(Source records)
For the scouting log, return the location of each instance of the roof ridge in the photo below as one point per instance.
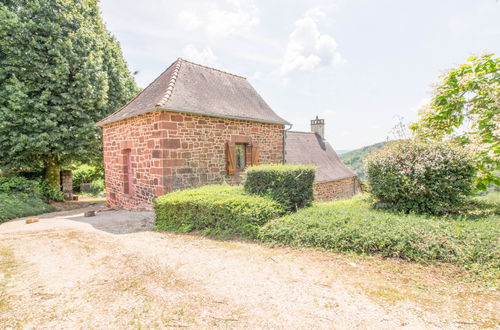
(208, 67)
(171, 84)
(137, 95)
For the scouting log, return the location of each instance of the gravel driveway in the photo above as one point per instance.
(111, 271)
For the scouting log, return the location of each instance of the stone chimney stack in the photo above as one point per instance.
(318, 127)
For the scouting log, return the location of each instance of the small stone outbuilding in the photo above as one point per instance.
(192, 126)
(333, 180)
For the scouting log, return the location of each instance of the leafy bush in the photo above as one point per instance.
(290, 185)
(50, 193)
(34, 188)
(354, 226)
(86, 174)
(17, 184)
(216, 209)
(96, 187)
(21, 205)
(420, 177)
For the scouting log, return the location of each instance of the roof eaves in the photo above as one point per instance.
(171, 84)
(284, 122)
(104, 121)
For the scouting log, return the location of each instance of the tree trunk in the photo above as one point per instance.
(53, 172)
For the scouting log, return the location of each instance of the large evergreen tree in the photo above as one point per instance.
(60, 72)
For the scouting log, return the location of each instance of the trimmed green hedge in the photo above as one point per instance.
(470, 239)
(18, 205)
(290, 185)
(219, 210)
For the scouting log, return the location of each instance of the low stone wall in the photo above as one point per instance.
(338, 189)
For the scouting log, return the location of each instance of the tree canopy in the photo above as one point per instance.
(60, 72)
(466, 107)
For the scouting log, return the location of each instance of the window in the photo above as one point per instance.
(240, 152)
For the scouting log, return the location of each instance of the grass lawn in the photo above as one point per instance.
(21, 205)
(470, 239)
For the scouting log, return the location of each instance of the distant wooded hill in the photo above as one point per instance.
(355, 158)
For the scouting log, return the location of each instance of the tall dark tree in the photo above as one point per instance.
(60, 72)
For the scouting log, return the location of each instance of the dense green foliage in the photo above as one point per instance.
(39, 189)
(355, 159)
(469, 239)
(14, 206)
(215, 210)
(466, 107)
(420, 177)
(86, 174)
(290, 185)
(20, 197)
(60, 72)
(94, 188)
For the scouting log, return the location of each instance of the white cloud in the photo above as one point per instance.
(202, 56)
(424, 102)
(308, 48)
(235, 17)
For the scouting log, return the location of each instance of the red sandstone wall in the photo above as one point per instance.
(173, 151)
(339, 189)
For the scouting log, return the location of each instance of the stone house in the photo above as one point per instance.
(193, 125)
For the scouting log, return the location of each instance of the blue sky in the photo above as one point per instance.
(359, 64)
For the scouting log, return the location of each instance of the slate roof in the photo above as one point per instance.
(310, 149)
(192, 88)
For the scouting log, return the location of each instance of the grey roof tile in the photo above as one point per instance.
(310, 149)
(193, 88)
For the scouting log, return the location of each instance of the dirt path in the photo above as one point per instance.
(110, 271)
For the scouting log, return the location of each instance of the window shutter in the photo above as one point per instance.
(231, 164)
(255, 155)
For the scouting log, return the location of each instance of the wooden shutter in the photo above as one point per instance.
(231, 164)
(255, 155)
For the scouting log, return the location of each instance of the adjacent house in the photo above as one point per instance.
(193, 125)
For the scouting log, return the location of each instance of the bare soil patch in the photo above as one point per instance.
(111, 271)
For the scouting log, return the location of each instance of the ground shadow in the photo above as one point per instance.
(118, 222)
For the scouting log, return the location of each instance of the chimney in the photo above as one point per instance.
(318, 127)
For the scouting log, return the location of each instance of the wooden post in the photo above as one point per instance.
(67, 184)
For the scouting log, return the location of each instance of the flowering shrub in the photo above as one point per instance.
(422, 177)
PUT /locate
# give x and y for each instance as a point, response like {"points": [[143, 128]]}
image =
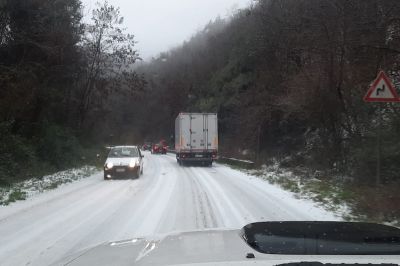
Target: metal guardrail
{"points": [[237, 162], [232, 161]]}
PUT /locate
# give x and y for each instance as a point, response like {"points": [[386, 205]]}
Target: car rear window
{"points": [[322, 238]]}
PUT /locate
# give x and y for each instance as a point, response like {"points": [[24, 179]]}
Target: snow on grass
{"points": [[33, 186], [325, 194]]}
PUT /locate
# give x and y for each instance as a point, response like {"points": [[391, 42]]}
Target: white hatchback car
{"points": [[123, 162]]}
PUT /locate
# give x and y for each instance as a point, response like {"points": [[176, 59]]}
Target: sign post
{"points": [[381, 91]]}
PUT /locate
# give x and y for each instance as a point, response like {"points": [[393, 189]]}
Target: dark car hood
{"points": [[212, 247]]}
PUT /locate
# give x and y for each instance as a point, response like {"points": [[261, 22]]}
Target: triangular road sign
{"points": [[382, 90]]}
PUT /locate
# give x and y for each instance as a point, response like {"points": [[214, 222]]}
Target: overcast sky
{"points": [[159, 25]]}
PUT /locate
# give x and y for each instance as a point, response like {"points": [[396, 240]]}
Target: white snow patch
{"points": [[34, 186]]}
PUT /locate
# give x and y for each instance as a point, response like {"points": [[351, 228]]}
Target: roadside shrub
{"points": [[59, 147], [17, 155]]}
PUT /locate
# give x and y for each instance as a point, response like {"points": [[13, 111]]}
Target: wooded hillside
{"points": [[287, 79]]}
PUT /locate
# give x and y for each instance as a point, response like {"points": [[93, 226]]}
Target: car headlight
{"points": [[109, 165]]}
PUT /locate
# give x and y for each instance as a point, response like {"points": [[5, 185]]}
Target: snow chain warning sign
{"points": [[382, 90]]}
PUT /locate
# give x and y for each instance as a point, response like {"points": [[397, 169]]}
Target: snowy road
{"points": [[166, 198]]}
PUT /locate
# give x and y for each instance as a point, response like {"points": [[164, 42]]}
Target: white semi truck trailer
{"points": [[196, 138]]}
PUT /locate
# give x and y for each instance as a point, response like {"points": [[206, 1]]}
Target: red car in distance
{"points": [[160, 148]]}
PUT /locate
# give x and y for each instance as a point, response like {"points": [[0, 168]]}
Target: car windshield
{"points": [[121, 152]]}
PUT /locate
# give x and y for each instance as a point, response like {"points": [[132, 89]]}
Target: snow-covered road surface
{"points": [[167, 198]]}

**Prompt:**
Exactly as written, reproduce all of the entries while dropping the pictures.

**Result:**
For the scouting log, return the location of each instance of the roof ridge in the photo below as one point per instance.
(208, 67)
(171, 84)
(137, 95)
For the scouting log, return the location of each instance of the gravel driveway in the photo above as one point per instance.
(111, 271)
For the scouting log, return the location of each instance of the stone chimney stack in the photo above as one point per instance.
(318, 127)
For the scouting log, return the location of each instance of the small stone outbuilding in the photo above as one point per instance.
(192, 126)
(333, 180)
For the scouting log, return the location of each instance of the leafy bush in the photo above as one point per instance.
(290, 185)
(50, 193)
(34, 188)
(354, 226)
(86, 174)
(17, 184)
(216, 209)
(96, 187)
(21, 205)
(420, 177)
For the scouting log, return the location of each instance of the roof eaves in the photo above as one point per instance.
(171, 84)
(284, 122)
(104, 121)
For the scouting log, return the location of each instance of the tree trunk in the photo above as one point per instance.
(53, 172)
For the scouting log, return the location of each instance of the large evergreen tree in the photo above as one point per instance.
(60, 72)
For the scouting log, return the location of each instance of the trimmed green hedge in the photo above as one point per instance.
(470, 239)
(18, 205)
(290, 185)
(219, 210)
For the scouting log, return the location of each instance of the low stone wall in the photo above as one point per instance.
(338, 189)
For the scouting log, return the location of each instance of the tree canopy in the photo above as one point per instance.
(60, 72)
(466, 107)
For the scouting log, return the location of each instance of the window in the photo above as one point per instance.
(240, 152)
For the scouting log, return the location of each instance of the grass lawn in the photo above as one point per instance.
(21, 205)
(470, 239)
For the scouting log, return the location of each instance of the distant wooded hill in the photo above as one point per instance.
(355, 158)
For the scouting log, return the location of each instance of the tall dark tree in the photo above as one point per instance.
(60, 72)
For the scouting log, return the location of each instance of the dense green foliage in the photo above as one point per instance.
(39, 189)
(355, 159)
(469, 239)
(14, 206)
(215, 210)
(466, 107)
(420, 177)
(86, 174)
(290, 185)
(20, 197)
(60, 72)
(94, 188)
For the scouting log, return the location of each instance of the white cloud in the photo above as one point per instance.
(202, 56)
(424, 102)
(308, 48)
(235, 17)
For the scouting log, return the location of each instance of the red sandstone wall in the photo above as one point per instance.
(173, 151)
(339, 189)
For the scouting log, return the location of each instance of the stone house in the photo above as one point per instance.
(193, 125)
For the scouting log, return the location of each instance of the blue sky in the photo above as one point per instance.
(359, 64)
For the scouting log, return the location of each instance of the slate roof in the photo above as one point per instance.
(310, 149)
(192, 88)
For the scouting log, return the location of each instance of the grey roof tile in the photo above as one point per instance.
(310, 149)
(193, 88)
For the scouting log, return the location of each instance of the dirt path in the photo above as one point per instance.
(110, 271)
For the scouting log, return the location of each instance of the window shutter in the photo above as one point per instance.
(231, 164)
(255, 155)
For the scouting log, return the location of each instance of the wooden shutter in the photo above as one point per instance.
(231, 164)
(255, 155)
For the scouting log, return the location of each instance of the adjacent house in the photo above as one point per instance.
(193, 125)
For the scouting log, return the location of each instance of the bare soil patch in the photo above as one point per instance.
(111, 271)
For the scouting log, return the location of each instance of the ground shadow in the photo above as one point per instance.
(118, 222)
For the scouting log, return the location of each instance of the chimney in the photo above as one point per instance.
(318, 127)
For the scouting log, return the location of each instance of the wooden post in the photo above as one point per instance.
(67, 184)
For the scouting log, return the location of each instance of the flowering shrub in the photo above as one point per instance.
(422, 177)
PUT /locate
# give x and y for each instance as a point, response like {"points": [[143, 128]]}
image =
Target: metal guardrail
{"points": [[237, 162], [232, 161]]}
PUT /locate
# give x and y for each instance as a point, response like {"points": [[386, 205]]}
Target: car rear window
{"points": [[322, 238]]}
PUT /locate
# give x and y for each instance as a point, response like {"points": [[24, 179]]}
Target: snow on grass
{"points": [[33, 186], [325, 194]]}
PUT /locate
# give x and y for each instance as a point, response like {"points": [[391, 42]]}
Target: white hatchback car
{"points": [[123, 162]]}
PUT /locate
# give x and y for each instance as a point, response like {"points": [[176, 59]]}
Target: sign post
{"points": [[381, 91]]}
PUT /locate
# give x and y for each instance as a point, response like {"points": [[393, 189]]}
Target: dark car hood
{"points": [[212, 247]]}
PUT /locate
# give x and y for each instance as a point, response like {"points": [[261, 22]]}
Target: triangular road sign
{"points": [[382, 90]]}
PUT /locate
# give x and y for each instance as a point, response like {"points": [[214, 222]]}
Target: overcast sky
{"points": [[159, 25]]}
PUT /locate
# give x and y for each instance as a point, response like {"points": [[396, 240]]}
Target: white snow patch
{"points": [[34, 186]]}
PUT /locate
# give x and y for each instance as a point, response like {"points": [[351, 228]]}
Target: roadside shrub
{"points": [[59, 147], [17, 155]]}
PUT /locate
# give x and y for each instance as a point, response like {"points": [[13, 111]]}
Target: wooded hillside
{"points": [[287, 79]]}
PUT /locate
# give x and y for each instance as a point, response like {"points": [[93, 226]]}
Target: car headlight
{"points": [[109, 165]]}
PUT /locate
# give x and y for each instance as a point, response like {"points": [[5, 185]]}
Target: snow chain warning sign
{"points": [[382, 90]]}
PUT /locate
# give x and y for each instance as a point, response like {"points": [[397, 169]]}
Target: snowy road
{"points": [[166, 198]]}
PUT /locate
# give x and y for each instance as a point, response like {"points": [[164, 42]]}
Target: white semi truck trailer
{"points": [[196, 138]]}
PUT /locate
# give x and y for each instance as a point, response like {"points": [[206, 1]]}
Target: red car in distance
{"points": [[160, 148]]}
PUT /locate
# give x and y for each instance as a point, response like {"points": [[0, 168]]}
Target: car windshield
{"points": [[121, 152]]}
PUT /locate
# give x and y for each instance as a point, response like {"points": [[132, 89]]}
Target: snow-covered road surface
{"points": [[167, 198]]}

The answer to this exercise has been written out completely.